### GIVEN DATA ###
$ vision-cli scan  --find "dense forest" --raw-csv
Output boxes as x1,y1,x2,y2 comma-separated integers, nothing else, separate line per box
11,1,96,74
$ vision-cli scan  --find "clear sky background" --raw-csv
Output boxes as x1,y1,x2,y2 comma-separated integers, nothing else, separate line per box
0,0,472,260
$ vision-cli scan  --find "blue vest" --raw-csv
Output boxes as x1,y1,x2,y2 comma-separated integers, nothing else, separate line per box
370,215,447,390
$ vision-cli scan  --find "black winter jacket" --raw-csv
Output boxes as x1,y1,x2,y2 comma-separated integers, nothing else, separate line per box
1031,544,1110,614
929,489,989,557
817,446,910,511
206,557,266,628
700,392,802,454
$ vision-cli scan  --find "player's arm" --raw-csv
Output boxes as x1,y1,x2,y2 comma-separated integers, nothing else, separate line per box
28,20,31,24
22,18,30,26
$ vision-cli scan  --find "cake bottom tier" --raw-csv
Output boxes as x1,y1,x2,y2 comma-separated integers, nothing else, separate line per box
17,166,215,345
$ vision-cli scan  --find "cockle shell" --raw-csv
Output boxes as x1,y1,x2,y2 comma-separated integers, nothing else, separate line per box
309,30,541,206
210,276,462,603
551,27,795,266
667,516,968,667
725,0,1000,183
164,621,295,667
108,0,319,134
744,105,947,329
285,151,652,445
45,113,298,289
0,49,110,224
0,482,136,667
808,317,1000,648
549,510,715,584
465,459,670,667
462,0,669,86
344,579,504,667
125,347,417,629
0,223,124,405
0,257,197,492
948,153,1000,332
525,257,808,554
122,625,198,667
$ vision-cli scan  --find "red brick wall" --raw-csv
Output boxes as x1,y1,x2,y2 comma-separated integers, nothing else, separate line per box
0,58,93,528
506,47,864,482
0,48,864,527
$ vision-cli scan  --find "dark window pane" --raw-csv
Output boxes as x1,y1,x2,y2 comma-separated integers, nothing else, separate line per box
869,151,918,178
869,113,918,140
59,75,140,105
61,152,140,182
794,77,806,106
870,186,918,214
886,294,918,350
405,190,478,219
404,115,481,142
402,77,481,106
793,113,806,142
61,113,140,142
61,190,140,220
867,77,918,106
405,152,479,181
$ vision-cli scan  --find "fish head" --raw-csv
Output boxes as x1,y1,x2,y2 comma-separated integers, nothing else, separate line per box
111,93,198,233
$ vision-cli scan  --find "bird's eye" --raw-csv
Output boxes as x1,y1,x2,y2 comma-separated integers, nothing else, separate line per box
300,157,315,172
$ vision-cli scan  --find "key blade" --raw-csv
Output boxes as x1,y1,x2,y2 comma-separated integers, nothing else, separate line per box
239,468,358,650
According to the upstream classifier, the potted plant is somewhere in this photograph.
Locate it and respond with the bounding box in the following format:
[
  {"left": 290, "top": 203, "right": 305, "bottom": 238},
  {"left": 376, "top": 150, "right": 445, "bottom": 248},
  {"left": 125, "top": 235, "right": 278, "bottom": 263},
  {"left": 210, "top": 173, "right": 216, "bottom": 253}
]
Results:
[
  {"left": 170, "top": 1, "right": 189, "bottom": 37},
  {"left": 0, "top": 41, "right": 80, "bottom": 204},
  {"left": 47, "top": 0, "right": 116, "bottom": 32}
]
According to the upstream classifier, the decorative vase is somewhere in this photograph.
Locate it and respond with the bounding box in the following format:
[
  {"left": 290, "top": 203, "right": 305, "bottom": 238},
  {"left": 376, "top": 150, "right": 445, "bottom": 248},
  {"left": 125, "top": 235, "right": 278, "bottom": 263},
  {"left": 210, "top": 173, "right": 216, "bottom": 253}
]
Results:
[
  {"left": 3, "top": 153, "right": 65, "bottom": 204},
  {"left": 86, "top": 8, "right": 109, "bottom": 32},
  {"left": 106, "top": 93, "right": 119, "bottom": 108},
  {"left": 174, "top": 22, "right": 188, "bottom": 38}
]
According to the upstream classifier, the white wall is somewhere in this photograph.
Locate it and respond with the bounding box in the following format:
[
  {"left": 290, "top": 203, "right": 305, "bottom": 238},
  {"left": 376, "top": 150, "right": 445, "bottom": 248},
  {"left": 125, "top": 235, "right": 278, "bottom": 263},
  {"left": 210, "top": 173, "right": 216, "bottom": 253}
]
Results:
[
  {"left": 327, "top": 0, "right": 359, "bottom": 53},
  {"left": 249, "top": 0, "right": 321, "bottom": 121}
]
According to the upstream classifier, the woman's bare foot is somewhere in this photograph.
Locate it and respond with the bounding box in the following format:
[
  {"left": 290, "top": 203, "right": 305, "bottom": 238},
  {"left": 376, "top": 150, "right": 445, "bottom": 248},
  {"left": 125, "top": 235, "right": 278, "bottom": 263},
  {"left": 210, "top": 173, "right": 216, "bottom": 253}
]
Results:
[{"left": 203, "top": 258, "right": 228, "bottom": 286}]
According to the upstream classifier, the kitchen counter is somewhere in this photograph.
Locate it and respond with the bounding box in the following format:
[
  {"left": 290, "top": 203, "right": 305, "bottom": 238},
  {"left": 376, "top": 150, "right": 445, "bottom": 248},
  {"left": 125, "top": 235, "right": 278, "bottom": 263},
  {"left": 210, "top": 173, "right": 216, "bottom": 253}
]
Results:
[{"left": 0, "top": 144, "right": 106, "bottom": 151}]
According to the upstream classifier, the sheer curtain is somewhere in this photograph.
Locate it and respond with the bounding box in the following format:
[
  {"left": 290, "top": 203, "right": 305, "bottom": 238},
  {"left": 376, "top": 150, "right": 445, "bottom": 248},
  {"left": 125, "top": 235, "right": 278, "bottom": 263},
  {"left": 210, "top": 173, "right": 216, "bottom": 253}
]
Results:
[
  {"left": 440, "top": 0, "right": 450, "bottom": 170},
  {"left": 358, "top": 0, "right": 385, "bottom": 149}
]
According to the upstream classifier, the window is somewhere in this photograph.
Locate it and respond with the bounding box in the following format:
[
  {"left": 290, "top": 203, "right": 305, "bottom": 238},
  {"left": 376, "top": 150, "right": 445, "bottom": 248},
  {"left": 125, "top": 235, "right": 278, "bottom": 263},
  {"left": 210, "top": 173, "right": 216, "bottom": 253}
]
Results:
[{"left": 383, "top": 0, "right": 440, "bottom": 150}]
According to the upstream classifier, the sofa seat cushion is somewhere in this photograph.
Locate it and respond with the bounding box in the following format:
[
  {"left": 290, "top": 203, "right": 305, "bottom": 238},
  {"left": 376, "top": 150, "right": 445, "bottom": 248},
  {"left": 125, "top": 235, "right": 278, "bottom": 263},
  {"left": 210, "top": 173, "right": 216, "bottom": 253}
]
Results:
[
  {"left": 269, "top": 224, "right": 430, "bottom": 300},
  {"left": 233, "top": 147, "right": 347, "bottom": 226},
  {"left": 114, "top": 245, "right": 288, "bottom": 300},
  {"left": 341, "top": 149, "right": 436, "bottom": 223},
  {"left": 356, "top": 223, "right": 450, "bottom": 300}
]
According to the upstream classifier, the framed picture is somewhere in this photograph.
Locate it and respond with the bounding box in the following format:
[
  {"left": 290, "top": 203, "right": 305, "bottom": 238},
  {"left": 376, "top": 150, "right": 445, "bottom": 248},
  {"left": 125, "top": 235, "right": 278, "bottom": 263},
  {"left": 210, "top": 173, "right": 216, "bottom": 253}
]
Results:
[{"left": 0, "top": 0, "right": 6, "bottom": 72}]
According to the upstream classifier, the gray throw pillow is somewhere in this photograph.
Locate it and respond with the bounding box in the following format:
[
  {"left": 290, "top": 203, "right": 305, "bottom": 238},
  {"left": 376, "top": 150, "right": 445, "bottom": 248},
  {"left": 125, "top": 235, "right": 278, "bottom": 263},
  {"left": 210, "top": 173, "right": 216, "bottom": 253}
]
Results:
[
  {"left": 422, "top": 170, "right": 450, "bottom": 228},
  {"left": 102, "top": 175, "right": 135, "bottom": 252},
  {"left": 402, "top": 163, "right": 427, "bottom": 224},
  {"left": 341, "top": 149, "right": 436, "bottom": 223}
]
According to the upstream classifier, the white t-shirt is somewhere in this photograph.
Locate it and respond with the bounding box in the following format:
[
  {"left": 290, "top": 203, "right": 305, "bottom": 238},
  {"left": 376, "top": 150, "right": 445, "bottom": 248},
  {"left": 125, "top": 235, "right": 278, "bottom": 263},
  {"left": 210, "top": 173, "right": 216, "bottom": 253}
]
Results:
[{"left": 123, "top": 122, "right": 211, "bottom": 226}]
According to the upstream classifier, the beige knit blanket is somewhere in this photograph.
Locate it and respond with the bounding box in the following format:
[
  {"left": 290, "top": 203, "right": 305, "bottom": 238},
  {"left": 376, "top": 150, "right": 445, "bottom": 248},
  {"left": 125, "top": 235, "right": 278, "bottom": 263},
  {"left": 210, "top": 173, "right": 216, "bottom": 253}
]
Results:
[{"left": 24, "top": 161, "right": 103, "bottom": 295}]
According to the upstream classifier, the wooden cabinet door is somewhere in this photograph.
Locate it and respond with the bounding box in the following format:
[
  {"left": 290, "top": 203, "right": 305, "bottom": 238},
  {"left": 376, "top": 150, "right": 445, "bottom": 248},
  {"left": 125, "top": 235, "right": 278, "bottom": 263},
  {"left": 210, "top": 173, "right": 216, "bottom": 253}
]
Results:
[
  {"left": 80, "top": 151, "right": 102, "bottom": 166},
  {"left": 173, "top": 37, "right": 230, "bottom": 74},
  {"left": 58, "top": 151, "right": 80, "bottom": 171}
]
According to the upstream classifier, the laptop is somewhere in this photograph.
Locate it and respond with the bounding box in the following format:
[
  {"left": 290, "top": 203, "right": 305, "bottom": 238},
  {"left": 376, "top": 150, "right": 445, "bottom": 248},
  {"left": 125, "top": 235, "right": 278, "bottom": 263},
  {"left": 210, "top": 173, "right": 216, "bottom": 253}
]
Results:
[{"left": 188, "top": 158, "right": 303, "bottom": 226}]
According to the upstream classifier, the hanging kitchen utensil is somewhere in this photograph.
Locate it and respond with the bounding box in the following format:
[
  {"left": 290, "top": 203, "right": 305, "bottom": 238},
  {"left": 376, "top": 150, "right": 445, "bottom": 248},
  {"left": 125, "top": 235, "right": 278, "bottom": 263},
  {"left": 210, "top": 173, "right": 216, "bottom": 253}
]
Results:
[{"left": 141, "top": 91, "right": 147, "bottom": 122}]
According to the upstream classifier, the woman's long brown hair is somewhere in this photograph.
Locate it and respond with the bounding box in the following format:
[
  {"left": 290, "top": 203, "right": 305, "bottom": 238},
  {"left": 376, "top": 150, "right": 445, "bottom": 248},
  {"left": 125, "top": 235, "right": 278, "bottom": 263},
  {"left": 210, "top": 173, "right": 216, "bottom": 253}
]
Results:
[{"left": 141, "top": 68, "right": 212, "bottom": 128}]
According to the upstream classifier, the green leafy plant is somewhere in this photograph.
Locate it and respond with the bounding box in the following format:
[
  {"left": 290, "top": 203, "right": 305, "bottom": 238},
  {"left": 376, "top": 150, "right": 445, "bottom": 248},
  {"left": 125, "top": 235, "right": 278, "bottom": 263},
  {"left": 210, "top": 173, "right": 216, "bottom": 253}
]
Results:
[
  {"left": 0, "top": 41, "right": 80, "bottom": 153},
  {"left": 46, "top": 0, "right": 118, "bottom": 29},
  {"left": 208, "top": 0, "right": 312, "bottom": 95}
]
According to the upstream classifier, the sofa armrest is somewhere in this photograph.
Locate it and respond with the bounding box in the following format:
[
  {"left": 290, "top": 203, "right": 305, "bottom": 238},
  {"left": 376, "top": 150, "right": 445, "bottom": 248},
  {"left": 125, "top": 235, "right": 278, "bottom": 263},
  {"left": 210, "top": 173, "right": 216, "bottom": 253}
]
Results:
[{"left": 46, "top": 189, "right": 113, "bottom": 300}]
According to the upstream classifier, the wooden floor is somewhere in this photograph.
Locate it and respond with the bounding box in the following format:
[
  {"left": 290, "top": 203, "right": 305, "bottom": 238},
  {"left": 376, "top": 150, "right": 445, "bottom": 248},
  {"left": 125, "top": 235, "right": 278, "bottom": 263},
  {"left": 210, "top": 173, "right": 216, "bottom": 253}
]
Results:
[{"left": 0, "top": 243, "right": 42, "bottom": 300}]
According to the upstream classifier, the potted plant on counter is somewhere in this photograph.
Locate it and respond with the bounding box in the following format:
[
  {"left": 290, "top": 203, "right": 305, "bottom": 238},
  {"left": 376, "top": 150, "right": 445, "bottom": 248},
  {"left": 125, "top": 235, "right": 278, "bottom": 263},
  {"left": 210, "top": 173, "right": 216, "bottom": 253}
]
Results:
###
#### STATED TASK:
Convert the listing, from its first line through the line containing "0,0,472,260" with both ends included, into a Markdown table with columns headed Row and Line. Give each non-blank line its own numbered row.

#### RESULT OF THIS TASK:
| Row | Line |
|---|---|
| 1 | $ vision-cli scan  --find "dense forest" --raw-csv |
| 2 | Output boxes as x1,y1,x2,y2 comma-separated integers, nothing else, separate line per box |
| 3 | 11,1,96,74 |
| 4 | $ vision-cli scan  --find "clear sky background" --raw-csv |
| 5 | Output boxes as x1,y1,x2,y2 comma-separated integers, nothing else, separate line per box |
| 6 | 0,0,472,260 |